Excerpted passage |
Bibliography on Silius Italicus' Punica has grown significantly in the past decade, and the present book is a fine contribution to a number of monographs that have appeared on various aspects of this poem on Rome's Second Punic War. Tipping's study is divided into six chapters, a bibliography, a general index, and an index locorum. This is the product of the author's revision of his 1999 Oxford dissertation on the role of exemplarity in the historical epic of Silius. An important predecessor of Tipping's study is R. Marks' 2005 book, From Republic to Empire: Scipio Africanus in the Punica of Silius Italicus (Frankfurt); Tipping's monograph offers a different reading of heroism, contrasted to but also complementing Marks' own interpretation.

In the first chapter ("Exordium"), the author focuses on the opening six verses of the poem to demonstrate that the Flavian poet promotes the theme of his epic as the epic of Rome, "glorifying martial Roman conduct in victory over an external enemy at the height of the republic" (7). In Silius' epic, Tipping contends, the Roman generals' conduct serves as an exemplum, while at the same time the poet raises questions about their value as exemplars, as for instance in the case of Scipio, who according to Tipping's interpretation is ultimately associated with autocracy and tyranny.

Records from a pointing dataset |
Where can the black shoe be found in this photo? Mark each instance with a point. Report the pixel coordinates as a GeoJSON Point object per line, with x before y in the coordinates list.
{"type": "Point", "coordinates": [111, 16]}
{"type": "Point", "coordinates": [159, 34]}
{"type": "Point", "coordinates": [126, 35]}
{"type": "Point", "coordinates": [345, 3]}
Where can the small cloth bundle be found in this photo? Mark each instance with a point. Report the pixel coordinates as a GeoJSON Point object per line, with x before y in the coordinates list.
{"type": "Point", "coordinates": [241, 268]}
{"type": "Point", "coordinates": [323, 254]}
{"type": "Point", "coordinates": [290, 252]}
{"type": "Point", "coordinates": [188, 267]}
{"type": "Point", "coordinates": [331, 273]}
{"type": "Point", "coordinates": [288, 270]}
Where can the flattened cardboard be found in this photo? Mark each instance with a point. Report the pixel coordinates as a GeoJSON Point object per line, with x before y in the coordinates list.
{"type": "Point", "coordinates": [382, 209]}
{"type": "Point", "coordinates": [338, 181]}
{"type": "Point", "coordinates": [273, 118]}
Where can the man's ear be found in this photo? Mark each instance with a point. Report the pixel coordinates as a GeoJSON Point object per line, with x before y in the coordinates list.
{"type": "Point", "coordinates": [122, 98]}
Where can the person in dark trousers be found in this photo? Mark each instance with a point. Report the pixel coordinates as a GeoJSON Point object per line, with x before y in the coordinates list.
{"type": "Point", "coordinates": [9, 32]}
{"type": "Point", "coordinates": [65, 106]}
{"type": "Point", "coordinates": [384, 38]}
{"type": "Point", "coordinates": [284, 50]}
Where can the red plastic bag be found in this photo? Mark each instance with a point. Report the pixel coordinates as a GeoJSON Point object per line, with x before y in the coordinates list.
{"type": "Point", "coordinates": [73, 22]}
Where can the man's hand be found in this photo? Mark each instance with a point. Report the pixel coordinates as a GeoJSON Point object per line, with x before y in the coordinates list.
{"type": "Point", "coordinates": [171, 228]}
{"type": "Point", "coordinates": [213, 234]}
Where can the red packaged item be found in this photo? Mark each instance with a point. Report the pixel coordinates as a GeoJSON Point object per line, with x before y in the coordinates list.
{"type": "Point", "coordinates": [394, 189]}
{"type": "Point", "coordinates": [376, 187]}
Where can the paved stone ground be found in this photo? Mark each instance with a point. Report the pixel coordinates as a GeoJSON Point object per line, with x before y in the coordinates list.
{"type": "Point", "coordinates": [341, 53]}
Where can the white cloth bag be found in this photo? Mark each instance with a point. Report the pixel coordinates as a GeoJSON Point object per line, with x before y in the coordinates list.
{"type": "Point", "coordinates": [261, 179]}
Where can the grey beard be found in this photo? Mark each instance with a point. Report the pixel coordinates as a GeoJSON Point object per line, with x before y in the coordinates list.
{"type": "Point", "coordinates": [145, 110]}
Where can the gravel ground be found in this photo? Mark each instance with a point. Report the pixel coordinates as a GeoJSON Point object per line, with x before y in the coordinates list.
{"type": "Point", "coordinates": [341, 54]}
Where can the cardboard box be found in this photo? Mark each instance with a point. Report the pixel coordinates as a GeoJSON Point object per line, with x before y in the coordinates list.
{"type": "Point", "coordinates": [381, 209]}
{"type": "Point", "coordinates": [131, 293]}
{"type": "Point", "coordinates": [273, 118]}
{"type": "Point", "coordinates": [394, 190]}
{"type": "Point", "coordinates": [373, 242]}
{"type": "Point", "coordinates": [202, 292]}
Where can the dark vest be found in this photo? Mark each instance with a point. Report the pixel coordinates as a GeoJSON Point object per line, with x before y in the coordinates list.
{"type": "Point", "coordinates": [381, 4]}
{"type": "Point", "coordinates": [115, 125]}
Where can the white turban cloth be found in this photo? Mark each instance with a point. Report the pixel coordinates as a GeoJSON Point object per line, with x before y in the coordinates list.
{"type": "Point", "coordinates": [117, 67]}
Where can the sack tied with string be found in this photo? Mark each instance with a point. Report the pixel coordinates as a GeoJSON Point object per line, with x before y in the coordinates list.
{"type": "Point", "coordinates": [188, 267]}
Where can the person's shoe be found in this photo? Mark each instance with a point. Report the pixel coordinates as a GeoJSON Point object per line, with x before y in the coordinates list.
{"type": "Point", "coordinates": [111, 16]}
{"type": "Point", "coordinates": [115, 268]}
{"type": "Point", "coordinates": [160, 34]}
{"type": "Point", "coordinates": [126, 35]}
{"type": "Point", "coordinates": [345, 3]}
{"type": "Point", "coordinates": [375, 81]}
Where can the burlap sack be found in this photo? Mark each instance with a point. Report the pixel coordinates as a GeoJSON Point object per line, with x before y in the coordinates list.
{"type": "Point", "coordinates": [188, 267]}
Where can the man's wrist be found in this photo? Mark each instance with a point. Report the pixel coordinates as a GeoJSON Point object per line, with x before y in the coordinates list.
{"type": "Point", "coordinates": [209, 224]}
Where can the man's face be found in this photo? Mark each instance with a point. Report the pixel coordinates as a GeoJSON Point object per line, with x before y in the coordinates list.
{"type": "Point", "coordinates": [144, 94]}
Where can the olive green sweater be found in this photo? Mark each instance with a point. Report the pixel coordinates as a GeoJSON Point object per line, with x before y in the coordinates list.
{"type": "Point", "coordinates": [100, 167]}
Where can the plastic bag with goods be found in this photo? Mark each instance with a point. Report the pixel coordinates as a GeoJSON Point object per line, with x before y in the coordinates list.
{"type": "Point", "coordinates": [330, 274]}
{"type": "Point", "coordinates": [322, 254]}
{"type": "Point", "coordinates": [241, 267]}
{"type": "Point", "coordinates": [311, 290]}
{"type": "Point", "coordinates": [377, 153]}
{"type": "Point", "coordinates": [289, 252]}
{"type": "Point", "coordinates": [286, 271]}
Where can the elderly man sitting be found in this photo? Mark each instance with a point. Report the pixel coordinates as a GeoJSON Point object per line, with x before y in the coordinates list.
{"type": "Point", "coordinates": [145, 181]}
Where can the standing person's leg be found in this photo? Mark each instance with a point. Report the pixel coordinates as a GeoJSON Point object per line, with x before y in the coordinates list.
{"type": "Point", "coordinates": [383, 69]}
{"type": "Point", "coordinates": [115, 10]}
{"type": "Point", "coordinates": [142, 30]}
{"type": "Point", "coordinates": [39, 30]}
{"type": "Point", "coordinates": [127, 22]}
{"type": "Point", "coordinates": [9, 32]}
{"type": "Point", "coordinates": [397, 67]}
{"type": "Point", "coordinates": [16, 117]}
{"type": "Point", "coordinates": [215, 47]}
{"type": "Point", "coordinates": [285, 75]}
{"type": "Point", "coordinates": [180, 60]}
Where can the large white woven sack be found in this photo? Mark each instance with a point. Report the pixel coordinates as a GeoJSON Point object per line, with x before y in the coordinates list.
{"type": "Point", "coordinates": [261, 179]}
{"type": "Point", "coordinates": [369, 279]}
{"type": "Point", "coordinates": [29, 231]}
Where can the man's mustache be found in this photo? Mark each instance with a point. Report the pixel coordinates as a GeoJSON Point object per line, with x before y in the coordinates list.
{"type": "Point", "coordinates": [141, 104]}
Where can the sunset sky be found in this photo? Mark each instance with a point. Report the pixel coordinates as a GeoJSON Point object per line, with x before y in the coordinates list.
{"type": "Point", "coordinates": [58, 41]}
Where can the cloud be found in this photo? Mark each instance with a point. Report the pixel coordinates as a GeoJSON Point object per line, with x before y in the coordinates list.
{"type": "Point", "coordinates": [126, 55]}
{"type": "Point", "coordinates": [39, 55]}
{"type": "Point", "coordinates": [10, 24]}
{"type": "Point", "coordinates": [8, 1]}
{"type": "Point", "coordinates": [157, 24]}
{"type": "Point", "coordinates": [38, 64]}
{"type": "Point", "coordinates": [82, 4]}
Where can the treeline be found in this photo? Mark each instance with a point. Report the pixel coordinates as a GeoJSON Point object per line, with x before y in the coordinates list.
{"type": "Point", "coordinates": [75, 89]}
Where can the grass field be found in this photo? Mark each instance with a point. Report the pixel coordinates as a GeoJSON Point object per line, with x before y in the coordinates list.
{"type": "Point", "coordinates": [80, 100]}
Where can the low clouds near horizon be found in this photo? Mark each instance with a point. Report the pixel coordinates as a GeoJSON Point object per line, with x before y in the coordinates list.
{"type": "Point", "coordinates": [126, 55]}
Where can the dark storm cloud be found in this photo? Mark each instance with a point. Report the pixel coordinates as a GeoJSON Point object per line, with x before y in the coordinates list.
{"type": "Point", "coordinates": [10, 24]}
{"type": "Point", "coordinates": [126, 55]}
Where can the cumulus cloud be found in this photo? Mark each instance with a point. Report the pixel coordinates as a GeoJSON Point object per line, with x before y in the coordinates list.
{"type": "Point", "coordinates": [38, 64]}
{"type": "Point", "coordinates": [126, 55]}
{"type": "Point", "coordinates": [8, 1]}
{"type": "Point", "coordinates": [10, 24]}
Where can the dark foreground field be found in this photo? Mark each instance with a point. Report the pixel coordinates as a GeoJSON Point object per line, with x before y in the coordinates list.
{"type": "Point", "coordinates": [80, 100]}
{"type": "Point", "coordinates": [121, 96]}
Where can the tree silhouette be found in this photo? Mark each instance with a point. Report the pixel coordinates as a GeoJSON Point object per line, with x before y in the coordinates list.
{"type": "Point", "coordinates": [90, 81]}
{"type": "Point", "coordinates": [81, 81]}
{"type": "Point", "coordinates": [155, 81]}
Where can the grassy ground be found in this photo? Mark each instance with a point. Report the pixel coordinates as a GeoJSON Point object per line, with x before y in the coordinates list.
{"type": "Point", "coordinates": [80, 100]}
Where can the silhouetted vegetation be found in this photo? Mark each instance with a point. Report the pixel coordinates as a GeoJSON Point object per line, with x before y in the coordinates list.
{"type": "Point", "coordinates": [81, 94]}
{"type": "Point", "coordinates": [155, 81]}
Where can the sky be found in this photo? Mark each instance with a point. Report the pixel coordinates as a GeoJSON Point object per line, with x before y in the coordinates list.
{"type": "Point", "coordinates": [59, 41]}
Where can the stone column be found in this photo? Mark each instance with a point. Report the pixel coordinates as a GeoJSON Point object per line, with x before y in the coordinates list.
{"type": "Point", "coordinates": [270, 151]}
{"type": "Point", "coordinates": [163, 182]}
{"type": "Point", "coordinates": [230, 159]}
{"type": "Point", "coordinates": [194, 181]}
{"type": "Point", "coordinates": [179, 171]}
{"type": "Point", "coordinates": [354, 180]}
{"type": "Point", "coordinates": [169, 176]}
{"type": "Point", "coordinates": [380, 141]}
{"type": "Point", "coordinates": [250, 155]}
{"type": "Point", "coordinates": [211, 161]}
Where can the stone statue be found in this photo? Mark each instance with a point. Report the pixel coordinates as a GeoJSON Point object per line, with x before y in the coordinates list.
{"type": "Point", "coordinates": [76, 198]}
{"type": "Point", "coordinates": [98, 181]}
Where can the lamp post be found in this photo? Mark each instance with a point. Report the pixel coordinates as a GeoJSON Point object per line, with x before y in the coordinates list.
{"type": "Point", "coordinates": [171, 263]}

What this exercise asks |
A) Pull out each line of the entries above that contains the word "plastic".
B) Take the review of Tipping's book on Silius Italicus' Punica further, starting right after its last sentence.

Results for each task |
A)
Where can the red plastic bag be found in this photo? Mark each instance with a point. Report the pixel coordinates as a GeoJSON Point object per line, with x before y in the coordinates list.
Where can the plastic bag with goods be found in this photo? Mark each instance with a point. Report the pixel coordinates as a GeoJSON Point object per line, with x before y in the coordinates list.

B)
The second chapter ("Perspective and Paradigm") delves into the question of paradigmatic heroism by surveying principally the figure of Hercules as an example of instability, a hero who serves as a model to be emulated but also very frequently to be avoided. Virtue and vice fight a constant battle, without it being always clear which will prevail. Thus, as the author claims, the past that Silius portrays here is not only contrasted to the decline of the present but is also paralleled with the hic et nunc of Domitianic Rome.

Each of the following three chapters examines a major figure in the Punica, namely Hannibal, Fabius Cunctator, and Scipio Africanus. In the third chapter, in particular, Tipping offers an attractive interpretation of Hannibal's dubious [End Page 282] figure: on the one hand, the Carthaginian expectedly and stereotypically exemplifies perfidy and treachery; on the other hand, however, Hannibal's villainy situates him in the center, not the periphery, as his conduct reflects and evokes the similar behavior of many Roman generals. Through a series of intra- and intertextual allusions, Hannibal's portrayal blurs any distinctions between Romans and Carthaginians and destabilizes the seemingly homogeneous surface of Silius' patriotic historical epic. A good example of Hannibal's and Scipio's point of contact is the scene at Liternum, where Hannibal views the murals at the temple, representative episodes from the First Punic War, and fantasizes about his upcoming victory in the Second. This is the locus of Scipio's own exile a few years after the victorious end of the war, an event anticipated in the poem, nicely prefiguring the similarities between the two peoples, the convergence of same and other.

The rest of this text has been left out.